* [What the task asks]: Reproduce, from the lines below, exactly the stretch that begins at the line containing "Target: woman in black t-shirt" and ends at the line containing "Place one point on each instance of the short", both included.
┌─ Records for the exercise
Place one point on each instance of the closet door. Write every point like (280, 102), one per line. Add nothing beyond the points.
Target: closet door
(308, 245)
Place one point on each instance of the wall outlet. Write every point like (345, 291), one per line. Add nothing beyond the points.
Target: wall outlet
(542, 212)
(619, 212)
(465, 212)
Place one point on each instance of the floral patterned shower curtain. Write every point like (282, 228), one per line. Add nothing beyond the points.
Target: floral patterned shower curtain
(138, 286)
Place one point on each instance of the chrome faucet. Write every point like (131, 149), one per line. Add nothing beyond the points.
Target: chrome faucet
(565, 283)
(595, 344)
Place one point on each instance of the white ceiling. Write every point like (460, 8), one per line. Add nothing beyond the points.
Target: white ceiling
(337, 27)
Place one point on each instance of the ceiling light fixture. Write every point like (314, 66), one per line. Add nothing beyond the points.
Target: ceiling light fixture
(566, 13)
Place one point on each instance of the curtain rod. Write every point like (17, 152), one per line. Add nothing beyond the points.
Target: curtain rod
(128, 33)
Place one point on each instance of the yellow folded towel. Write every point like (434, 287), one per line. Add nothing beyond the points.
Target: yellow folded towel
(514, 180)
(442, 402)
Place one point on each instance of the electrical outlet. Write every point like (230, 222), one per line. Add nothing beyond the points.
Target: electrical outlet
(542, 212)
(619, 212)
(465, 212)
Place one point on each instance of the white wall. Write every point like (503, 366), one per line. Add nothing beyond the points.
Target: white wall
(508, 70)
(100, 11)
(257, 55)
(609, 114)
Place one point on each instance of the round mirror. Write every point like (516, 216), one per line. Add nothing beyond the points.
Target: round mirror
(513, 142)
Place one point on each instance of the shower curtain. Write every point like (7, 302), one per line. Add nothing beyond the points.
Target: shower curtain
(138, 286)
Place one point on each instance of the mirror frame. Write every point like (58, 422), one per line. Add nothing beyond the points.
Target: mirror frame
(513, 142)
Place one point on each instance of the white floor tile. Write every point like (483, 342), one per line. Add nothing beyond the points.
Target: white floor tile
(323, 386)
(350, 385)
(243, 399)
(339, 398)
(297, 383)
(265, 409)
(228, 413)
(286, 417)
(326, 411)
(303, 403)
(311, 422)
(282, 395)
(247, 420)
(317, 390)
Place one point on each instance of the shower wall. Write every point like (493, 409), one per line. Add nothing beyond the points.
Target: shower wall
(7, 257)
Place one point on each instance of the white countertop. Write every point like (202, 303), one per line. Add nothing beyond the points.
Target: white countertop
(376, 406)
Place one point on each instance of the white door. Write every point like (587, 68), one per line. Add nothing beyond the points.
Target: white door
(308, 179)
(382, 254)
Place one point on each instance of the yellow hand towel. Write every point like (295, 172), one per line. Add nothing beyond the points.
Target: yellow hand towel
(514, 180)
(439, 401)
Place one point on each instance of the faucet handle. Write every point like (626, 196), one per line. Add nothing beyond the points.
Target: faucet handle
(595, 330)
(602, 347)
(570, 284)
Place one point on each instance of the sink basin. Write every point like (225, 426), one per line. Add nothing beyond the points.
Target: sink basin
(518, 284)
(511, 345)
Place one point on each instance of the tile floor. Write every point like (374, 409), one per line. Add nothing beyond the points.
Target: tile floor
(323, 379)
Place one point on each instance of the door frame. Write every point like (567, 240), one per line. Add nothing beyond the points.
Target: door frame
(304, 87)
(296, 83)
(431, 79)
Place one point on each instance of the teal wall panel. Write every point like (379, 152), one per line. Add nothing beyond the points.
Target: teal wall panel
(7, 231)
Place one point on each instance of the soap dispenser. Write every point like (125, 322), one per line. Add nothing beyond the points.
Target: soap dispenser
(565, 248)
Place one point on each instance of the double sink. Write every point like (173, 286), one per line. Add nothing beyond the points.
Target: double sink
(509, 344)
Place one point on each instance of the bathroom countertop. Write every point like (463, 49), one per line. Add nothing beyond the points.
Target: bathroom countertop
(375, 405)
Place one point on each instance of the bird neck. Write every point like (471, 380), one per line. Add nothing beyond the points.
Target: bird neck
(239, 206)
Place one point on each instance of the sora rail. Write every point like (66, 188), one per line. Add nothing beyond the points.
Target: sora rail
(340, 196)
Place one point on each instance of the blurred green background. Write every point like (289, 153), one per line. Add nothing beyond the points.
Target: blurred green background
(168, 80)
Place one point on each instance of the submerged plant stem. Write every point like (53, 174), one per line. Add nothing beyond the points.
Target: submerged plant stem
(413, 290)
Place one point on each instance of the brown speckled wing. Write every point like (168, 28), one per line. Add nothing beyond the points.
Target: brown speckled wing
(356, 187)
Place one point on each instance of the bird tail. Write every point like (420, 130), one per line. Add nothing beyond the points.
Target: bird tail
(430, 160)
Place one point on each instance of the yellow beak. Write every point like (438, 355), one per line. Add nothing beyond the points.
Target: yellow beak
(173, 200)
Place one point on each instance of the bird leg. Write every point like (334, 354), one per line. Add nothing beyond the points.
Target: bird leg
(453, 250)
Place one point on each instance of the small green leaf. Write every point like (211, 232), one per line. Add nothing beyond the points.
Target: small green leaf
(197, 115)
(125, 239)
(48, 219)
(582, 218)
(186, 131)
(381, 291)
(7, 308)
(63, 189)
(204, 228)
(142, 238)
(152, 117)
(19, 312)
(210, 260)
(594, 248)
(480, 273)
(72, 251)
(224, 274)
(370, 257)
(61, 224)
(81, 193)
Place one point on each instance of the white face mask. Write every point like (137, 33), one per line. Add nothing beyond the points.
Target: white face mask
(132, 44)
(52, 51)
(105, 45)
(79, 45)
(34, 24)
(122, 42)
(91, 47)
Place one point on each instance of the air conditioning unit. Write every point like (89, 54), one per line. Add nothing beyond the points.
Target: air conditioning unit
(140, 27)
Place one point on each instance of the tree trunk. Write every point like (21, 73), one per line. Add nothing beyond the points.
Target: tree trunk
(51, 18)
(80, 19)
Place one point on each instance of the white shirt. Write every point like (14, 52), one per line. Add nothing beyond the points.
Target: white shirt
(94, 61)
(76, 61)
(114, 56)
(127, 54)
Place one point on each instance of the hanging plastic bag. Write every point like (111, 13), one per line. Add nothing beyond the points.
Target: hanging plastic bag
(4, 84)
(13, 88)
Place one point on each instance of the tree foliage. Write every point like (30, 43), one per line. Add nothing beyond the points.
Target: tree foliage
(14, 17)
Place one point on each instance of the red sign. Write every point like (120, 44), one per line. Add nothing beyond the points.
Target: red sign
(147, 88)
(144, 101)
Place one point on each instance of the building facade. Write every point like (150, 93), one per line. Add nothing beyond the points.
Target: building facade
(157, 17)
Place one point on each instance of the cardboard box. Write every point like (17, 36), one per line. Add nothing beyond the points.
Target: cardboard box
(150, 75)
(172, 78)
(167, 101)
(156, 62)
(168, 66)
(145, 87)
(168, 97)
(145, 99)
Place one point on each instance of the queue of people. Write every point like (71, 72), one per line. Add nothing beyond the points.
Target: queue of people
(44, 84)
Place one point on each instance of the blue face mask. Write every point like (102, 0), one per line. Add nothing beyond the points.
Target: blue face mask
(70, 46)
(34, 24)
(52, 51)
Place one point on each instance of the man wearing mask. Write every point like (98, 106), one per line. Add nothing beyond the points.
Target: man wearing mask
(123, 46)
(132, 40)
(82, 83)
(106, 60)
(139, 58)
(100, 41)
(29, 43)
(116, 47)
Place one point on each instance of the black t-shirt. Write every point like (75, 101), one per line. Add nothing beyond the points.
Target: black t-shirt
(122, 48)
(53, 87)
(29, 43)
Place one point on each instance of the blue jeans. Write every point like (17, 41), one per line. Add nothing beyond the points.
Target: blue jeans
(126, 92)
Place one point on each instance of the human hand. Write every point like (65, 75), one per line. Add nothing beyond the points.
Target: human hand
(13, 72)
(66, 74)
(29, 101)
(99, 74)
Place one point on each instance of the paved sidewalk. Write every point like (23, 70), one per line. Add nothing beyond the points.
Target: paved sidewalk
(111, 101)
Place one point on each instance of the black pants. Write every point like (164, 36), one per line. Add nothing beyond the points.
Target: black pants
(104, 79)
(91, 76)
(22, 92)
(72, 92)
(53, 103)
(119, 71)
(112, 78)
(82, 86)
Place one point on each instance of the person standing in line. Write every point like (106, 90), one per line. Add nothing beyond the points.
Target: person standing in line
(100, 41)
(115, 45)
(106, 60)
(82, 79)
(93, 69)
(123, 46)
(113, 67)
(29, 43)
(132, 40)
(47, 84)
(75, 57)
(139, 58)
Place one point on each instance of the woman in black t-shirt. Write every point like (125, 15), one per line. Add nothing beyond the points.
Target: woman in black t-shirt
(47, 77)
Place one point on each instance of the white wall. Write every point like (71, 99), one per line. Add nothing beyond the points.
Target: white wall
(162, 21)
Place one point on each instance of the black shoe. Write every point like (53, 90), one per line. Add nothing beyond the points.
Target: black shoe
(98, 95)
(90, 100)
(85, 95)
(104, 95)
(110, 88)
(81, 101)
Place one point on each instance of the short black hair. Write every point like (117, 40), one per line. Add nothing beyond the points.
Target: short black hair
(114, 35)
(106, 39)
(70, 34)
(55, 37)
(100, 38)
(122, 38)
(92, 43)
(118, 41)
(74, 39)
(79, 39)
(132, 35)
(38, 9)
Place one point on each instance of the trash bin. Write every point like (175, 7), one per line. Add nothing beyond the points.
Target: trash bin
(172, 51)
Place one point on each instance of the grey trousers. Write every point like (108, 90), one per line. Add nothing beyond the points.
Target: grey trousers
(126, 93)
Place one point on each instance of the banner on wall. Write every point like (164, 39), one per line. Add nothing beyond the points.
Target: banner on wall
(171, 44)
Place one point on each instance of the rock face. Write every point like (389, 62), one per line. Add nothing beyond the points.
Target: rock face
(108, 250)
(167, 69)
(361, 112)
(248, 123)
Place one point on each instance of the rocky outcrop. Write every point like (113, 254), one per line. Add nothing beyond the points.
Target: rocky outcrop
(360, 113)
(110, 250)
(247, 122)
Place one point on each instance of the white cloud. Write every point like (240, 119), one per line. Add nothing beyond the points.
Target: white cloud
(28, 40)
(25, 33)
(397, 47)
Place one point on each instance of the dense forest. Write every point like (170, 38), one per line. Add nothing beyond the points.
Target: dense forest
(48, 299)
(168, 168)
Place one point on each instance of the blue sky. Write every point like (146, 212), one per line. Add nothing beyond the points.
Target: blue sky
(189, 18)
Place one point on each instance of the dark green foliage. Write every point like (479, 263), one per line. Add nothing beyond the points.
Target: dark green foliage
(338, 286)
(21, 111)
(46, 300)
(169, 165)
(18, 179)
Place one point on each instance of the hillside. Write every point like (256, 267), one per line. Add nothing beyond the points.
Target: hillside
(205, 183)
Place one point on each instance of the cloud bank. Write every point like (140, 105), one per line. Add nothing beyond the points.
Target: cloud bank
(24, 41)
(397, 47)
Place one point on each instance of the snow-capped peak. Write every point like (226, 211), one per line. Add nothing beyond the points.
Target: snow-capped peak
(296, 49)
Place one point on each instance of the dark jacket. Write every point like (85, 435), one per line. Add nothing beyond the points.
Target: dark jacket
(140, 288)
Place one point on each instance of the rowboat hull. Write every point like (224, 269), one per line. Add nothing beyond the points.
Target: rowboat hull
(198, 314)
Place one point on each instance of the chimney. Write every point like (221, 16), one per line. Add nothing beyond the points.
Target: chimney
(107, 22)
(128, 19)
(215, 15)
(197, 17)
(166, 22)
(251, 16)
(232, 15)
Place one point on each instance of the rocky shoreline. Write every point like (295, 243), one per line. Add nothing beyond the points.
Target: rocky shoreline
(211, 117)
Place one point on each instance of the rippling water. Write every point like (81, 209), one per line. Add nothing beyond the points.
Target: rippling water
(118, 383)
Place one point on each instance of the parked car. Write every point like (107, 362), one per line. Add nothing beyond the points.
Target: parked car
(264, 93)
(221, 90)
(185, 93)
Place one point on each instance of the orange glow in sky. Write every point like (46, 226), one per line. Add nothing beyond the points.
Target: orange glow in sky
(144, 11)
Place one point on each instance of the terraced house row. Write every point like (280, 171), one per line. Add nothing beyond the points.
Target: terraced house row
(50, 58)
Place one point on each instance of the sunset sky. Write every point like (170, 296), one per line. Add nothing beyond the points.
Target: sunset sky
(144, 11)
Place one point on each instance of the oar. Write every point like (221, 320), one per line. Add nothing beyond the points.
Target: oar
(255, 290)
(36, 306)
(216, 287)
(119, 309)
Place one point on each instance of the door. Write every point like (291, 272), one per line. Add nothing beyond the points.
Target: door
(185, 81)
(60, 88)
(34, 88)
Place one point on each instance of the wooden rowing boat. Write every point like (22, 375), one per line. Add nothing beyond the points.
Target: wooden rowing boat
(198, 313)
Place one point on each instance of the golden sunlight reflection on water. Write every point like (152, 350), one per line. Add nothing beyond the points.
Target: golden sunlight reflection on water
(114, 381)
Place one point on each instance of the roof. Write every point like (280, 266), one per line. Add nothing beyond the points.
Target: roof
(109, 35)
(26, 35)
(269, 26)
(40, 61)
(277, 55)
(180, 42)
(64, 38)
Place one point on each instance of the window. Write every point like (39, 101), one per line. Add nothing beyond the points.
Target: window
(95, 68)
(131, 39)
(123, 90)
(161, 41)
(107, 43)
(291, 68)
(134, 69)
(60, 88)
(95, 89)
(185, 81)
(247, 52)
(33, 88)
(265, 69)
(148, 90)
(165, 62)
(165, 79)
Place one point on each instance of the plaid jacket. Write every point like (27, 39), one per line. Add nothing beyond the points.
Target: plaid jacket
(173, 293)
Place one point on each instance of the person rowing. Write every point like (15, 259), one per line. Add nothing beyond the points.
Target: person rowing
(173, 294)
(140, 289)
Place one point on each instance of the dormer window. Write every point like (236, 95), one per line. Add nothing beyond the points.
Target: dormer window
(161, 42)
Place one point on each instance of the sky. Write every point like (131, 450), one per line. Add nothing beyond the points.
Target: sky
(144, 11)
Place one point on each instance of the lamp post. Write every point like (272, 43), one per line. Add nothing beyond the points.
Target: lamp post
└─
* [Exercise solution]:
Target: woman in black t-shirt
(47, 77)
Place one point on each instance of the white wall. Write every point like (71, 99), one per line. Add nothing beyond the points.
Target: white wall
(162, 21)
Place one point on each instance of the black shoe. Write every point like (53, 90), one per line. Add nothing beyond the points.
Target: black shoe
(98, 95)
(90, 100)
(85, 95)
(104, 95)
(110, 88)
(81, 101)
Place one point on each instance of the short black hair. Write every point like (117, 40), one per line. Add nothing beyond the points.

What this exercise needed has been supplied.